Text segment ▸
In 1531, Laurentius Petri was chosen by King Gustav I of Sweden (Vasa) to be archbishop, taking that privilege from the pope and in effect making Sweden Protestant. The archbishop was then declared primus inter pares i.e. first among equals. The archbishop is both bishop of his diocese and Primate of Sweden; he has however no more authority than other bishops, although in effect his statements have a more widespread effect. In 1990, the Archbishop of Uppsala was aided in the diocese by a bishop of Uppsala. Karin Johannesson is the current (2022) Bishop of Uppsala.

==Notable archbishops==
The labours of the archbishops extended in all directions. Some were zealous pastors of their flocks, such as Jarler and others; some were distinguished canonists, such as Birger Gregerson (1367–83) and Olof Larsson (1435-8); others were statesmen, such as Jöns Bengtsson Oxenstjerna (d. 1467), or capable administrators, such as Jacob Ulfsson Örnfot, who was distinguished as a prince of the Church, royal councillor, patron of art and learning, founder of the University of Upsala and an efficient helper in the introduction of printing into Sweden. There were also scholars, such as Johannes Magnus (died 1544), who wrote the "Historia de omnibus Gothorum sueonumque regibus" and the "Historia metropolitanæ ecclesiæ Upsaliensis", and his brother Olaus Magnus (d. 1588), who wrote the "Historia de gentibus septentrionalibus" and who was the last Catholic Archbishop of Upsala.

The archbishops and secular clergy found active co-workers among the regular clergy (i.e. religious orders). Among the orders represented in Sweden were the Benedictines, Cistercians, Dominicans, Franciscans, Brigittines (with the mother-house at Wadstena) and Carthusians. A Swedish Protestant investigator, Carl Silfverstolpe, wrote: "The monks were almost the sole bond of union in the Middle Ages between the civilization of the north and that of southern Europe, and it can be claimed that the active relations between our monasteries and those in southern lands were the arteries through which the higher civilization reached our country."

See Birger Gregersson (1366–83; hymnist and author), Nils Ragvaldsson
(1438–48; early adherent of Old Norse mythology), Jöns Bengtsson (Oxenstierna) (1448–67; Regent of Sweden), Jakob Ulfsson (1470–1514; founder of Uppsala University), Gustav Trolle (1515–21; supporter of the Danish King), Johannes Magnus (1523–26: wrote an imaginative Scandianian Chronicle), Laurentius Petri (1531–73; main character behind the Swedish Lutheran reformation), Abraham Angermannus (1593–99; controversial critic of the King), Olaus Martini (1601–09), Petrus Kenicius (1609–36),
Laurentius Paulinus Gothus (1637–46; astronomer and philosopher of Ramus school), Johannes Canuti Lenaeus
(1647–69; Aristotelian and logician), Erik Benzelius the Elder (1700–09; highly knowledgeable), Haquin Spegel (1711–14; public educator), Mattias Steuchius (1714–30),
Uno von Troil (1786–1803; politician), Jakob Axelsson Lindblom
(1805–19), Johan Olof Wallin (1837–39; beloved poet and hymnist), Karl Fredrik af Wingård (1839–51; politician), Henrik Reuterdahl (1856–70) Anton Niklas Sundberg (1870–1900; outspoken and controversial) and Nathan Söderblom (1914–1931; Nobel Prize winner).

Provided information ▸
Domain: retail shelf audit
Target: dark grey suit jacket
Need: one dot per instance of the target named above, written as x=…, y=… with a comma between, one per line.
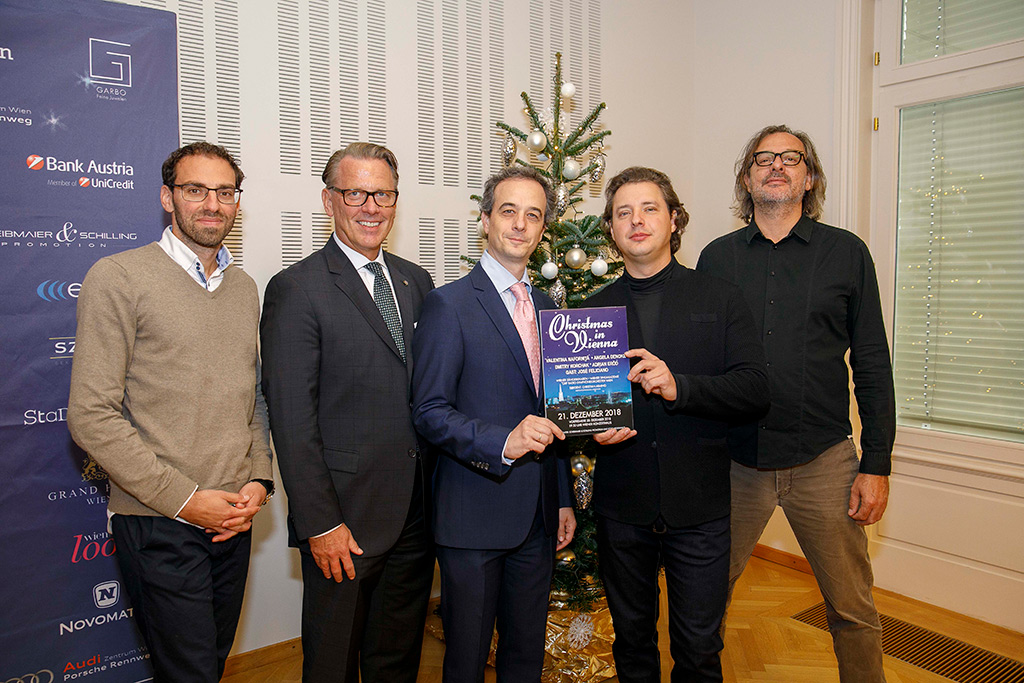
x=339, y=398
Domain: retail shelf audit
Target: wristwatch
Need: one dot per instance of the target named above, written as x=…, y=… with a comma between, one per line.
x=267, y=485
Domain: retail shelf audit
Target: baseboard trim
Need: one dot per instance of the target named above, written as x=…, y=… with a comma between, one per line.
x=781, y=557
x=260, y=657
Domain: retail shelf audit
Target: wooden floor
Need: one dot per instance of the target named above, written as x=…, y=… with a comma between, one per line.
x=762, y=642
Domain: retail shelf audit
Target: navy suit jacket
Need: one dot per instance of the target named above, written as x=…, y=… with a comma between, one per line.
x=471, y=386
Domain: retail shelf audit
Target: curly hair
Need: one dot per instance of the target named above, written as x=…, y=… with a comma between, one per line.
x=363, y=151
x=814, y=199
x=644, y=174
x=512, y=173
x=200, y=148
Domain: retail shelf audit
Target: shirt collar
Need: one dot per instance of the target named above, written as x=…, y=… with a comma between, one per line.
x=500, y=276
x=186, y=258
x=357, y=259
x=803, y=229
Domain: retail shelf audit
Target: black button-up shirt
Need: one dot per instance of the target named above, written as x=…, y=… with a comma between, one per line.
x=814, y=295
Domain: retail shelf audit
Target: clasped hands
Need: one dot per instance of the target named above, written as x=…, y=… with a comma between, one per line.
x=223, y=513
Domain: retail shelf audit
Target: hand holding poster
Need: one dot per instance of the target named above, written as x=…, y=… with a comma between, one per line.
x=585, y=386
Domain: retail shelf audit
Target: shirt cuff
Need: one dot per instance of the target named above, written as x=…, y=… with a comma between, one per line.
x=682, y=392
x=329, y=530
x=506, y=461
x=876, y=463
x=177, y=515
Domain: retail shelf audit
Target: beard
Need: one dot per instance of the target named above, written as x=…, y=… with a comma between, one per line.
x=769, y=197
x=209, y=238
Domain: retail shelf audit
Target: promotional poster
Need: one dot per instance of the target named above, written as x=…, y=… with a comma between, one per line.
x=585, y=370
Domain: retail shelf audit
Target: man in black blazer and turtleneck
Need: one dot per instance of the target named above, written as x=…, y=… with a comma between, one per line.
x=662, y=489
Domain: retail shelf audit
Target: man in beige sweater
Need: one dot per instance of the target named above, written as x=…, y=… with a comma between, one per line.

Task directions ▸ Transcribe the passage about the archbishops of Uppsala from "In 1531, Laurentius" up to and including "(2022) Bishop of Uppsala.". Rely only on the passage about the archbishops of Uppsala.

Solution to this exercise ▸
In 1531, Laurentius Petri was chosen by King Gustav I of Sweden (Vasa) to be archbishop, taking that privilege from the pope and in effect making Sweden Protestant. The archbishop was then declared primus inter pares i.e. first among equals. The archbishop is both bishop of his diocese and Primate of Sweden; he has however no more authority than other bishops, although in effect his statements have a more widespread effect. In 1990, the Archbishop of Uppsala was aided in the diocese by a bishop of Uppsala. Karin Johannesson is the current (2022) Bishop of Uppsala.